Take the lines below beginning at the line that has "In the photo above, where can the red" and stopping after the line that has "In the photo above, where can the wooden", and print them exactly as they are, with no other lines.
═══ Source information ═══
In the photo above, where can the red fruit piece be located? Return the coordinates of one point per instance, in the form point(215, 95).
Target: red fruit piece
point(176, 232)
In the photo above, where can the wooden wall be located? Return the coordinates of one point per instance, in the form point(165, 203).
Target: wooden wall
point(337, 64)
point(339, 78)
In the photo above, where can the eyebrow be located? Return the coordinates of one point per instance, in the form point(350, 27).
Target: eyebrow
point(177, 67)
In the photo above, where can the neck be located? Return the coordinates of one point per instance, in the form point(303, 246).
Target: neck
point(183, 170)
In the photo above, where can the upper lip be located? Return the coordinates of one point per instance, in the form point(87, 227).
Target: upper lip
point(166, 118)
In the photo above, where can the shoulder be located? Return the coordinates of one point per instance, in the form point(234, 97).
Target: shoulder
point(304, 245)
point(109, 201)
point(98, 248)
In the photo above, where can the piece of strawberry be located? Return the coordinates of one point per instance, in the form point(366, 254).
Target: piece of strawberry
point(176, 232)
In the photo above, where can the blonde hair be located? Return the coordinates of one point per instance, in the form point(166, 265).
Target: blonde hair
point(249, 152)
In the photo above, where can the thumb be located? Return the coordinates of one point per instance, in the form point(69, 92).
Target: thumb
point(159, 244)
═══
═══ Source information ═══
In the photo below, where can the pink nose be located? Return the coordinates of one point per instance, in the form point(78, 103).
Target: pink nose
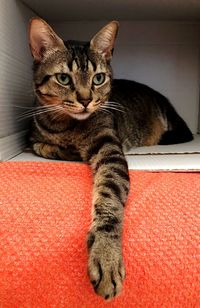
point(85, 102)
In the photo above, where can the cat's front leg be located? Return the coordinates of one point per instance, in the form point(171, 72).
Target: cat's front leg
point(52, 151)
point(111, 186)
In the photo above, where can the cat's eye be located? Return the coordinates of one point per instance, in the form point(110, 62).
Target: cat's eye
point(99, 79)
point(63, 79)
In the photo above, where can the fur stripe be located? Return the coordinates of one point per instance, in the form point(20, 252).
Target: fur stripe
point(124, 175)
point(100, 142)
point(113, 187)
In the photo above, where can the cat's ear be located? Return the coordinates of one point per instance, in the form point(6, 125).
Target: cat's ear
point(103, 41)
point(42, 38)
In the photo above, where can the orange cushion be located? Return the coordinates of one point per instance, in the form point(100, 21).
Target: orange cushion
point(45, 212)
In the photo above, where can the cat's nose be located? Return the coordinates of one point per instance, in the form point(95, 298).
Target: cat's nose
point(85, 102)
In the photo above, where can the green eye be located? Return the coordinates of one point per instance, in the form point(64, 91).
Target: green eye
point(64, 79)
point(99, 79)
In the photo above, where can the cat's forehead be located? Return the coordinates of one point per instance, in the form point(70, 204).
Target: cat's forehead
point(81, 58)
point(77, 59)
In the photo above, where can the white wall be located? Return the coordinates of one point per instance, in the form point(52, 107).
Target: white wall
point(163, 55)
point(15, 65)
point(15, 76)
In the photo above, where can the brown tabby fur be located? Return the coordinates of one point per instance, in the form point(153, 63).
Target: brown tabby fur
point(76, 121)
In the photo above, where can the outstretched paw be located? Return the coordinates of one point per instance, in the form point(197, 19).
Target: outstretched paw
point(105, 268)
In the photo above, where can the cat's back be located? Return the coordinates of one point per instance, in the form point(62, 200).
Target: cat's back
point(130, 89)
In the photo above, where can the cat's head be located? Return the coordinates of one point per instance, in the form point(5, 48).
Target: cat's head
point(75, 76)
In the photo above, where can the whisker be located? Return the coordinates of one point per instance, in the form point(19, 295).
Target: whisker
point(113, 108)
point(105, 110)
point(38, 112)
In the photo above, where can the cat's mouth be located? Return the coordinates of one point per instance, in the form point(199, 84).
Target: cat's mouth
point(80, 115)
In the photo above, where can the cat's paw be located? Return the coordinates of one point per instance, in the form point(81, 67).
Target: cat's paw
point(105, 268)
═══
» Output of the exercise
In the photo above, where can the red fruit piece be located? Return the coordinates of one point per instance, in the form point(215, 95).
Target: red fruit piece
point(176, 232)
In the photo above, where can the wooden wall be located? Return the coordinates of one point per instance, in the form point(165, 203).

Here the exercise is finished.